Re: [PATCH v3 0/6] add non-strict mode support for arm-smmu-v3

From: Leizhen (ThunderTown)
Date: Thu Jul 26 2018 - 22:50:38 EST

On 2018/7/26 22:16, Robin Murphy wrote:
> On 2018-07-26 4:44 AM, Leizhen (ThunderTown) wrote:
>> On 2018/7/25 5:51, Robin Murphy wrote:
>>> On 2018-07-12 7:18 AM, Zhen Lei wrote:
>>>> v2 -> v3: Add a bootup option "iommu_strict_mode" to make the
>>>> manager can choose which mode to be used. The first 5 patches
>>>> have not changed. + iommu_strict_mode= [arm-smmu-v3] +
>>>> 0 - strict mode (default) + 1 - non-strict mode
>>>> v1 -> v2: Use the lowest bit of the io_pgtable_ops.unmap's iova
>>>> parameter to pass the strict mode: 0, IOMMU_STRICT; 1,
>>>> IOMMU_NON_STRICT; Treat 0 as IOMMU_STRICT, so that the unmap
>>>> operation can compatible with other IOMMUs which still use strict
>>>> mode. In other words, this patch series will not impact other
>>>> IOMMU drivers. I tried add a new quirk
>>>> IO_PGTABLE_QUIRK_NON_STRICT in io_pgtable_cfg.quirks, but it can
>>>> not pass the strict mode of the domain from SMMUv3 driver to
>>>> io-pgtable module.

## DATASET EXCERPTS:

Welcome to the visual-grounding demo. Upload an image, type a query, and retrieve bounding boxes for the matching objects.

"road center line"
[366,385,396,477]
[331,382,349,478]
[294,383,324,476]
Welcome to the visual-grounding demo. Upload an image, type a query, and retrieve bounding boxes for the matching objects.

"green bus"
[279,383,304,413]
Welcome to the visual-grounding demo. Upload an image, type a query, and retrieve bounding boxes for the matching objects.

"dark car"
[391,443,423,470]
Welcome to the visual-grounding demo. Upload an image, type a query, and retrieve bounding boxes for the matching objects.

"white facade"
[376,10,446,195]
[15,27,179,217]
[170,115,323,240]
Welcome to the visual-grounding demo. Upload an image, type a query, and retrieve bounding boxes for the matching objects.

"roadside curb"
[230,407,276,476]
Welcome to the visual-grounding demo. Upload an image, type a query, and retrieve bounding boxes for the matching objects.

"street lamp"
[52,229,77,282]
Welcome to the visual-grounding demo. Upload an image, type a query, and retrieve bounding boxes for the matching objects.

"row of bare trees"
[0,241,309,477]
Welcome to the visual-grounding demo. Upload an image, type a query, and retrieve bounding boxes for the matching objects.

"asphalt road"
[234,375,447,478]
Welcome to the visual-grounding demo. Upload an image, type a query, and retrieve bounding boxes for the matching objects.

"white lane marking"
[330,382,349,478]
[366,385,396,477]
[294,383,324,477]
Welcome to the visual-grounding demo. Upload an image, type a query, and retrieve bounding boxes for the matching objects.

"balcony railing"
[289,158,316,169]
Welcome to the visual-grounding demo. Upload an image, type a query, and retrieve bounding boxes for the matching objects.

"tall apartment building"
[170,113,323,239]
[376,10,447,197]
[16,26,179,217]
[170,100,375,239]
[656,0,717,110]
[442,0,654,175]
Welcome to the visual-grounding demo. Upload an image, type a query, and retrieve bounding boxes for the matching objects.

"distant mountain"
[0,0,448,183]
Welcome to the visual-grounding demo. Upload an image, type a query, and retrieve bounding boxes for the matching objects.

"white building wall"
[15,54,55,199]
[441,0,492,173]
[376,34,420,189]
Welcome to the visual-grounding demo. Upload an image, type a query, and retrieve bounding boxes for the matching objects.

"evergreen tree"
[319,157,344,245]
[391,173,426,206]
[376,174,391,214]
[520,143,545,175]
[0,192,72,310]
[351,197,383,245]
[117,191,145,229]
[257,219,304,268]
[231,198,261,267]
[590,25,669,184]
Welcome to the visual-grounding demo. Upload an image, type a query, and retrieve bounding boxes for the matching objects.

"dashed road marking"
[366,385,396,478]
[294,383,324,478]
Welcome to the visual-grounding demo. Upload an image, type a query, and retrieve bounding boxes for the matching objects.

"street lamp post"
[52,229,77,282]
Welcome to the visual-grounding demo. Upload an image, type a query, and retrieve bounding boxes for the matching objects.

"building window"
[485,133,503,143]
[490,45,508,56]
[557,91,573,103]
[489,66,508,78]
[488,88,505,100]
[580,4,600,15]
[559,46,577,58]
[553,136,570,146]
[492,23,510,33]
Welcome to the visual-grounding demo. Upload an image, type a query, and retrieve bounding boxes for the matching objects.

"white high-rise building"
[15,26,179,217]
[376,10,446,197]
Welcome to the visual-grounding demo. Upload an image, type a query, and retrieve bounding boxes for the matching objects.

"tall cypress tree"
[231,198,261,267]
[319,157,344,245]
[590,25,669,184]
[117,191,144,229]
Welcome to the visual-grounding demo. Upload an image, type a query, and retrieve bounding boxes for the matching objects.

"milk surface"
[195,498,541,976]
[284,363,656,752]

==

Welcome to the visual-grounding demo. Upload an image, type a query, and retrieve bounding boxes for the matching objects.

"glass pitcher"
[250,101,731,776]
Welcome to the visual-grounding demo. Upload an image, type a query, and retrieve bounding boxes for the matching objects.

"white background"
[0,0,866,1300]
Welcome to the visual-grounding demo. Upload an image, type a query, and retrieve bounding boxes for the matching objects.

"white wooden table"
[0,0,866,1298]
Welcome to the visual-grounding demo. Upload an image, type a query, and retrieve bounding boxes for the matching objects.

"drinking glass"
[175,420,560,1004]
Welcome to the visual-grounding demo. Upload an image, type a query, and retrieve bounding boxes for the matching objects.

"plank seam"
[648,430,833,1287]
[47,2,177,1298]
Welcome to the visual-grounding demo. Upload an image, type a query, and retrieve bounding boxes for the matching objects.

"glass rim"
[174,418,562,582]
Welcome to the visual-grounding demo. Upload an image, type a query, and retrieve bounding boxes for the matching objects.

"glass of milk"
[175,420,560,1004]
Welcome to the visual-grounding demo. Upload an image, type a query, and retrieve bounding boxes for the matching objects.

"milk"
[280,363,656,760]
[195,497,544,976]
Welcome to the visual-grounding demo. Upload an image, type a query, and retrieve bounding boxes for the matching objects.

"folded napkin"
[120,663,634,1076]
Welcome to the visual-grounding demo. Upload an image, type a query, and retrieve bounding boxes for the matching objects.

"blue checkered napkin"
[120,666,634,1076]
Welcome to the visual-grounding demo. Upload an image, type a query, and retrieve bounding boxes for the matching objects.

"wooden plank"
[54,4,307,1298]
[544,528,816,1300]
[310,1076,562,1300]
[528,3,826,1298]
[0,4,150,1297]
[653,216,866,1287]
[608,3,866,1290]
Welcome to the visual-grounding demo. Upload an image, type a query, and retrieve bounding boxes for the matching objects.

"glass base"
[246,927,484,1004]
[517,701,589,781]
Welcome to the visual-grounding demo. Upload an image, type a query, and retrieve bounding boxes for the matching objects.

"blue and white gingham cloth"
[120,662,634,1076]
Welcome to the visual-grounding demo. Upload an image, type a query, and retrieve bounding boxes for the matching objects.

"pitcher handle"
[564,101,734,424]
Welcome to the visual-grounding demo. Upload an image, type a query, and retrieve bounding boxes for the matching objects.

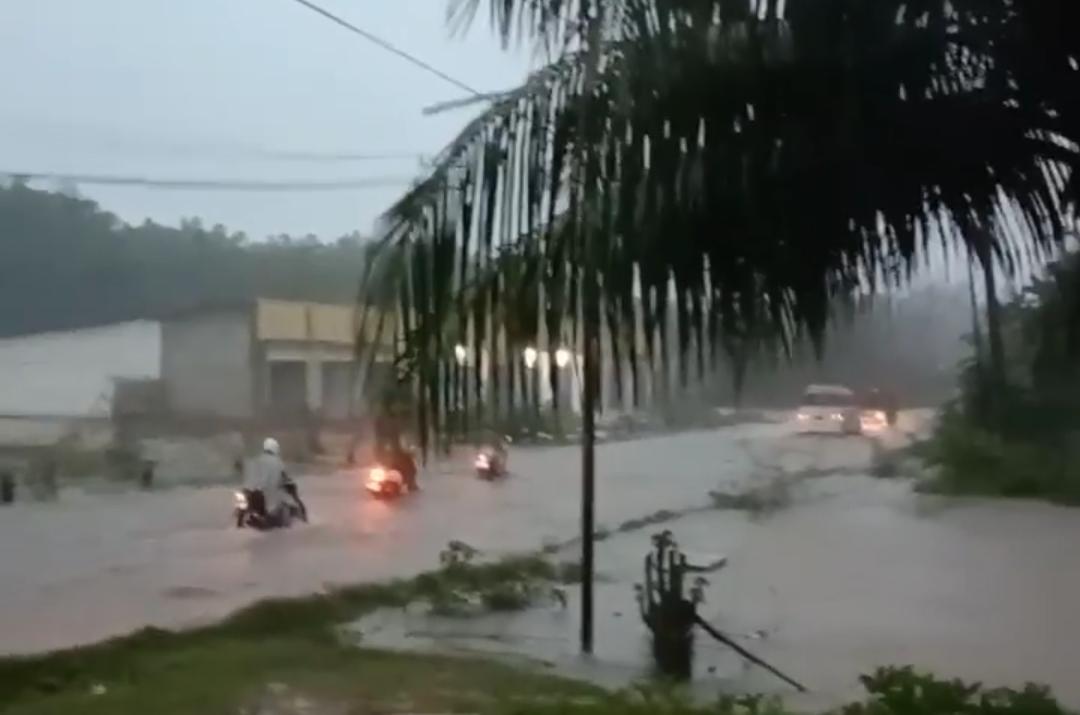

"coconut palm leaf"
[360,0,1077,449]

* * *

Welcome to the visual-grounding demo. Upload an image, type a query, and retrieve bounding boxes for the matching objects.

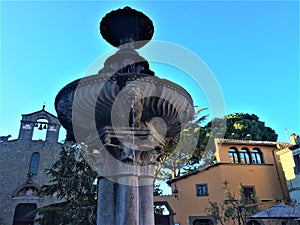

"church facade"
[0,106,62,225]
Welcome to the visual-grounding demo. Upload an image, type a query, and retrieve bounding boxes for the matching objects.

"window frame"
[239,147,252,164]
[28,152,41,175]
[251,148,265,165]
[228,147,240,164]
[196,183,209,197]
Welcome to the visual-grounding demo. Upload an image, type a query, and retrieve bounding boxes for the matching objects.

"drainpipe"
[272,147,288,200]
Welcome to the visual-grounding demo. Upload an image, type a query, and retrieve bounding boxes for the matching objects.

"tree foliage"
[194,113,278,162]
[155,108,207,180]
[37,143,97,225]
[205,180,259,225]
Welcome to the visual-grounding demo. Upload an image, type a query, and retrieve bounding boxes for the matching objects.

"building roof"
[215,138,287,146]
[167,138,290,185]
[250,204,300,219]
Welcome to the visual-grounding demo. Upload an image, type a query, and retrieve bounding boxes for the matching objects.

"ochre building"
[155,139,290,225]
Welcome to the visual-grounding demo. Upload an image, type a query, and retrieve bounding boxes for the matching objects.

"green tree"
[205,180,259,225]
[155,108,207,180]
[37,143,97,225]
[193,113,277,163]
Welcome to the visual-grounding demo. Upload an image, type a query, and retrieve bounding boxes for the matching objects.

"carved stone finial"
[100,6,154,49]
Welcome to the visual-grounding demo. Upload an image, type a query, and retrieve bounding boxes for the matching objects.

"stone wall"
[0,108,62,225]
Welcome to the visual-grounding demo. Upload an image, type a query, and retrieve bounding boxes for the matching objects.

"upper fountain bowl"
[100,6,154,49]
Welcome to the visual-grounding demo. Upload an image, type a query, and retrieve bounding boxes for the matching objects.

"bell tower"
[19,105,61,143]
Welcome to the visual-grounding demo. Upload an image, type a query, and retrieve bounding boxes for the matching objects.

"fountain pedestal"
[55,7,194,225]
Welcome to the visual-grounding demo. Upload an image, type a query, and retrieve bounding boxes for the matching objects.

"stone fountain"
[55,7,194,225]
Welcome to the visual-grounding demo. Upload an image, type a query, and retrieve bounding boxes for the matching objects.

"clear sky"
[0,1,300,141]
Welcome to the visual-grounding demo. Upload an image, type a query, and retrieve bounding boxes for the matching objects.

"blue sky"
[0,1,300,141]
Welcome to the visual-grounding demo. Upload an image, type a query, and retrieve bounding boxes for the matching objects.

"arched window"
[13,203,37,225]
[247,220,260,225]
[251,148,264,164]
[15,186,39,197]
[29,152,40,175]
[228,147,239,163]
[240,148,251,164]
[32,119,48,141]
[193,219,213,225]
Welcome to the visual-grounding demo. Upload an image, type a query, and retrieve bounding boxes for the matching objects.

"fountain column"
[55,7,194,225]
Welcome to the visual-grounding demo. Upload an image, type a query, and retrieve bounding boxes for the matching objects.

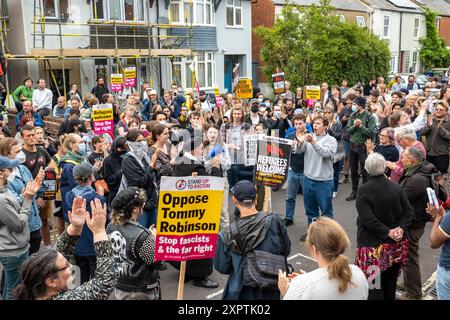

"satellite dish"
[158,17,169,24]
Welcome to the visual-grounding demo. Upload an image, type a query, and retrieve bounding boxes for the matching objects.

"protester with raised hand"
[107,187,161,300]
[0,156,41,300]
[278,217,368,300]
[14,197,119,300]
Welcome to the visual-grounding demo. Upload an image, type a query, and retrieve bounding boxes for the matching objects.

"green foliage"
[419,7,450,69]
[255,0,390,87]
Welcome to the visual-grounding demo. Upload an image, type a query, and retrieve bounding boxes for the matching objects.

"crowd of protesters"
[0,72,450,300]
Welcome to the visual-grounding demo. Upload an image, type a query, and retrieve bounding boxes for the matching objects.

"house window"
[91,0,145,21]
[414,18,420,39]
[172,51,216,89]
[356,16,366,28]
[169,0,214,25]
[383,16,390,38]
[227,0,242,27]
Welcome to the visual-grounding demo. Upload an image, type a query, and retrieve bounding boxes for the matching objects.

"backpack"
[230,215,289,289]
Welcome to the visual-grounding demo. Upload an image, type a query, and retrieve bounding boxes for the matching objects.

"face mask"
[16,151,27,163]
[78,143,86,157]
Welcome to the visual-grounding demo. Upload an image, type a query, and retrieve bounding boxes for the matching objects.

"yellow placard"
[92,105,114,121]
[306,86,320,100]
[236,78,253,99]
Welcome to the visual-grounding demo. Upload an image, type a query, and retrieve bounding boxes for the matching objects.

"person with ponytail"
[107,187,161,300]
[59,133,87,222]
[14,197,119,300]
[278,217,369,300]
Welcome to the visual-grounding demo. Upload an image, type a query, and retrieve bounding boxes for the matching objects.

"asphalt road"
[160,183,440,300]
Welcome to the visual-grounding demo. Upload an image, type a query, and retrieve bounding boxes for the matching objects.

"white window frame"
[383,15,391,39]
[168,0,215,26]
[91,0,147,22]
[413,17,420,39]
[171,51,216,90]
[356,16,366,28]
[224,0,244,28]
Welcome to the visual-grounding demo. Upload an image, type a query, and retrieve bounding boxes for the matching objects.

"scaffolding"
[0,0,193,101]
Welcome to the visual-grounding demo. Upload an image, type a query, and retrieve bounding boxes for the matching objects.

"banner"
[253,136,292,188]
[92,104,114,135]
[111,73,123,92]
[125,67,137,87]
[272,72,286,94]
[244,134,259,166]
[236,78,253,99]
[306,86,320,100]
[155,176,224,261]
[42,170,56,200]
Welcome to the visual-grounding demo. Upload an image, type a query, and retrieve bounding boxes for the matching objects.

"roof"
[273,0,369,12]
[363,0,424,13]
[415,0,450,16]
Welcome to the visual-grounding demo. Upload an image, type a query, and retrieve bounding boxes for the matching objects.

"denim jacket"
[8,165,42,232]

## PROBLEMS TO WORK ON:
- 1) In the arm-smmu-v3 patch thread, which person and which date and time does each "wrote" attribution line give?
- 2) Resume the arm-smmu-v3 patch thread where its last line ends.

## WRITTEN ANSWERS:
- 1)
- Robin Murphy, 2018/7/26 22:16
- Leizhen (ThunderTown), 2018-07-26 4:44 AM
- Robin Murphy, 2018/7/25 5:51
- Zhen Lei, 2018-07-12 7:18 AM

- 2)
>>> What exactly is the issue there? We don't have any problem with
>>> other quirks like NO_DMA, and as I said before, by the time we're
>>> allocating the io-pgtable in arm_smmu_domain_finalise() we already
>>> know everything there is to know about the domain.
>> Because userspace can map/unamp and start devices to access memory
>> through VFIO. So that, the attacker can: 1. alloc memory 2. map 3.
>> unmap 4. free memory 5. repeatedly accesssing the just freed memory
>> base on the just unmapped iova, this attack may success if the freed
>> memory is reused by others and the mapping still staying in TLB
> Right, but that's why we don't set non-strict mode on unmanaged domains; what I was asking about was specifically why "it can not pass the strict mode of the domain from SMMUv3 driver to io-pgtable module", because we don't get anywhere near io-pgtable until we already know whether the domain in question can allow lazy unmaps or not.

Sorry, it's my fault. I've all through mistaken that "data->iop.cfg" is shared by all domains until you mentioned me again.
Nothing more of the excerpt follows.